::: Texte fourni

ALLOCUTION DE FIDEL CASTRO, PRÉSIDENT DE LA RÉPUBLIQUE DE CUBA À L’OCCASION DE L’INAUGURATION DU IXè SOMMET IBÉRO-AMÉRICAIN DES CHEFS D’ÉTAT ET DE GOUVERNEMENT. LA HAVANE, 16 NOVEMBRE 1999
Date:
Majestés,
Excellences,
Invités ;
Lorsqu’en juillet 1991 eut lieu le premier Sommet à Guadalajara, je n’imaginais même pas quelle serait l’évolution future de cet événement. J’y étais une espèce d’oiseau rare, un intrus à qui I’on pardonne la vie en l’admettant à cette salle. Cuba était I’éternelle exclue de ce sous-continent. Ne manquaient pas ceux qui me regardaient avec curiosité et même avec de la peine. Il est possible que presque personne pensait que Cuba aurait pu résister I’éffondrement du camp socialiste qui nous conduit abruptement au double blocus que notre pays devrait supporter.
J’avais alors I’habitude de participer à d’autres genres de Sommets au sein du Mouvement des Pays non-alignés, assez radicaux dans leurs positions, ou bien à d'autres réunions avec des Chefs d’État ou de Gouvernement des pays socialistes où I’on mentionnait toujours certains termes du vocabulaire révolutionnaire et anti-impérialiste; j’étais habitué à l'idée d’une Amérique unie et intégrée avec un long chemin encore à parcourir, donc je me demandais qu’est-ce que j'y faisais ? Que faisaient là nos anciennes métropoles ? L’Espagne et le Portugal, membres par dessus le marché de I’Union européenne et de I’OTAN.
Cependant je n’oublierais jamais le geste du Mexique en nous invitant et je serais toujours reconnaissant de l’accueil aimable et respectueux du Roi Juan Carlos et de la sincérité solidaire que j’ai senti de la part d’autres dirigeants envers la brebis galeuse qu'à cette réunion représentait un peuple rebelle et tenace qui trente ans avant s’était séparée du troupeau pour poursuivre son propre chemin et qui avait été condamnée à l’abattoir dans quelques semaines ou au plus tard dans quelques mois.
Le fait que les Latino-Américains se réunissaient pour la première fois sans être convoques par Washington était pour moi le plus appréciable. Quelle en était la raison? Peut-être qu’un jour les historiens pourront apporter une explication raisonnable aux événements bizarres qui étaient en train de se produire.
Huit ans à peine se sont écoulés. À I’époque le terme mondialisation personne le mentionnait; même pas la presse spécialisée en économie et politique. Dans les livres on parlait encore du "miracle japonais" et des légendaires et invulnérables "tigres asiatiques". La Russie entrait dans la phase fabuleuse de la plus pure démocratie jamais existante dans le monde et décollait vers une croissance rapide et illimitée grâce aux recettes du Fonds Monétaire international et à la sagesse économique d’Occident.
Le capitalisme avait déjà découvert la pierre philosophale: un développement ininterrompu, sans récessions ni crises.
C'était la fin de I’histoire.
Quand le monde pensait que ces genres des Conférences au Sommets ne serviraient plus à rien, personne s’opposait à ce que Cuba accueille un neuvième sommet en 1999, car pour cette date Cuba n’existerait même pas. C’était la raison essentielle pour laquelle il n’a pas été difficile de recevoir la responsabilité d’organiser ce qui alors n’était qu’une simple utopie.

::::::
::: Lignes

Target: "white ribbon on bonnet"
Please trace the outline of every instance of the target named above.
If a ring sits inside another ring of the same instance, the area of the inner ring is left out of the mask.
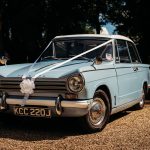
[[[33,93],[33,89],[35,89],[34,80],[35,80],[37,77],[39,77],[39,76],[41,76],[41,75],[43,75],[43,74],[49,72],[50,70],[56,69],[56,68],[58,68],[58,67],[60,67],[60,66],[62,66],[62,65],[64,65],[64,64],[66,64],[66,63],[68,63],[68,62],[70,62],[70,61],[72,61],[72,60],[74,60],[74,59],[76,59],[76,58],[78,58],[78,57],[81,57],[81,56],[83,56],[83,55],[85,55],[85,54],[87,54],[87,53],[89,53],[89,52],[92,52],[92,51],[94,51],[94,50],[100,48],[100,47],[103,47],[103,46],[107,45],[108,43],[110,43],[110,42],[112,42],[112,41],[113,41],[113,40],[111,39],[111,40],[109,40],[109,41],[107,41],[107,42],[104,42],[103,44],[100,44],[100,45],[98,45],[98,46],[96,46],[96,47],[94,47],[94,48],[91,48],[91,49],[89,49],[89,50],[87,50],[87,51],[85,51],[85,52],[83,52],[83,53],[81,53],[81,54],[79,54],[79,55],[77,55],[77,56],[74,56],[74,57],[72,57],[72,58],[70,58],[70,59],[68,59],[68,60],[66,60],[66,61],[63,61],[62,63],[58,63],[58,64],[56,64],[55,66],[53,66],[53,67],[51,67],[51,68],[48,68],[48,69],[46,69],[46,70],[44,70],[44,71],[42,71],[42,72],[36,74],[35,76],[33,76],[33,77],[31,78],[31,80],[30,80],[30,79],[26,79],[26,75],[23,75],[23,77],[22,77],[23,81],[20,83],[20,88],[21,88],[20,91],[21,91],[21,93],[25,94],[24,100],[26,101],[26,100],[28,99],[29,95]],[[50,43],[51,43],[51,42],[50,42]],[[49,45],[50,45],[50,44],[49,44]],[[49,46],[49,45],[48,45],[48,46]],[[47,46],[47,47],[48,47],[48,46]],[[47,49],[47,47],[45,48],[45,50]],[[45,50],[42,52],[42,54],[45,52]],[[42,54],[41,54],[41,55],[42,55]],[[41,57],[41,55],[38,57],[38,59]],[[38,59],[34,62],[34,64],[38,61]],[[34,64],[30,67],[28,73],[31,71],[31,69],[33,68]],[[28,74],[28,73],[27,73],[27,74]],[[23,105],[25,104],[25,101],[23,102]]]

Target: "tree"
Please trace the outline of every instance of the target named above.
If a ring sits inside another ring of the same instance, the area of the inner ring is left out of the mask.
[[[129,36],[136,42],[143,62],[150,63],[148,1],[110,0],[107,6],[107,19],[116,26],[119,34]]]
[[[1,0],[4,49],[13,63],[33,61],[56,35],[100,31],[105,0]],[[101,20],[100,20],[101,19]]]

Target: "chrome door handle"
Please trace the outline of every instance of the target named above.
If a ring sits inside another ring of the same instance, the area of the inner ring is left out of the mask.
[[[138,67],[133,67],[133,71],[138,71],[139,68]]]

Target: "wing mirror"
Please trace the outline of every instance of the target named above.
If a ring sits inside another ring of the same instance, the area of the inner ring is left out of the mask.
[[[95,60],[94,60],[94,63],[96,64],[96,65],[100,65],[101,63],[102,63],[102,57],[101,56],[96,56],[95,57]]]
[[[8,60],[7,57],[2,56],[2,57],[0,58],[0,65],[7,65],[7,60]]]

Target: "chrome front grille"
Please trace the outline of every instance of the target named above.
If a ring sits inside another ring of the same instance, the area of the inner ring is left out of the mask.
[[[20,92],[22,78],[1,78],[0,90],[5,92]],[[65,92],[65,79],[36,79],[34,93]]]

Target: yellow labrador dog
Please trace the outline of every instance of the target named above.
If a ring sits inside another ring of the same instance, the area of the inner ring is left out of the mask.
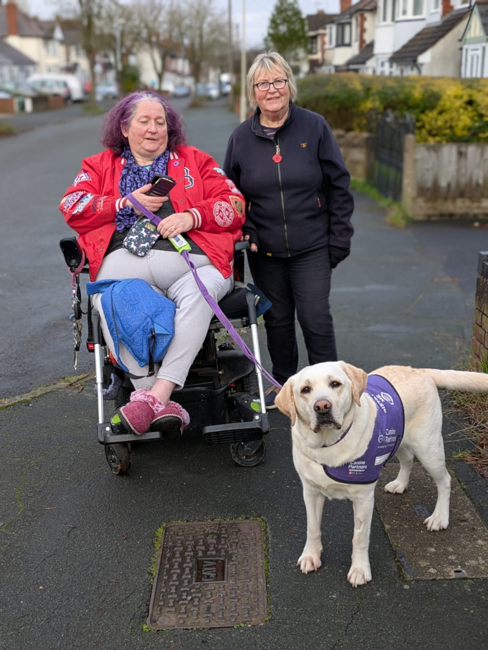
[[[372,579],[368,554],[374,491],[381,467],[394,454],[396,478],[385,488],[402,493],[414,456],[437,487],[429,530],[449,524],[451,478],[444,459],[438,388],[488,392],[481,372],[385,366],[367,375],[344,361],[318,363],[291,377],[276,397],[291,421],[293,458],[303,485],[306,542],[297,565],[316,571],[322,552],[325,497],[353,502],[354,535],[347,580],[355,587]]]

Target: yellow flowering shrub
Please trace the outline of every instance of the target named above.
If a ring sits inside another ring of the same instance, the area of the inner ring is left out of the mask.
[[[298,80],[297,103],[333,129],[372,130],[389,109],[411,114],[420,142],[488,140],[488,79],[383,77],[345,73]]]

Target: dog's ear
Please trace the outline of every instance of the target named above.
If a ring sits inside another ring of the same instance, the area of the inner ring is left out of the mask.
[[[344,363],[343,361],[342,369],[351,380],[353,389],[353,399],[358,405],[360,406],[361,395],[364,392],[366,388],[368,375],[364,370],[357,368],[350,363]]]
[[[291,426],[297,419],[297,411],[295,410],[295,400],[293,400],[293,382],[288,380],[275,398],[275,404],[282,413],[288,415],[291,421]]]

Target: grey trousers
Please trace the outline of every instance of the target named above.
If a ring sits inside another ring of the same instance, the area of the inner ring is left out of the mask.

::::::

## [Exercices]
1. D'après l'allocution, quand et où s'est tenu le premier Sommet ?
2. Recopiez le passage de l'allocution qui commence par « Huit ans à peine » et se poursuit jusqu'à « fin de I’histoire. ».

## [Réponses aux exercices]
1. En juillet 1991, à Guadalajara.

2.
Huit ans à peine se sont écoulés. À I’époque le terme mondialisation personne le mentionnait; même pas la presse spécialisée en économie et politique. Dans les livres on parlait encore du "miracle japonais" et des légendaires et invulnérables "tigres asiatiques". La Russie entrait dans la phase fabuleuse de la plus pure démocratie jamais existante dans le monde et décollait vers une croissance rapide et illimitée grâce aux recettes du Fonds Monétaire international et à la sagesse économique d’Occident.
Le capitalisme avait déjà découvert la pierre philosophale: un développement ininterrompu, sans récessions ni crises.
C'était la fin de I’histoire.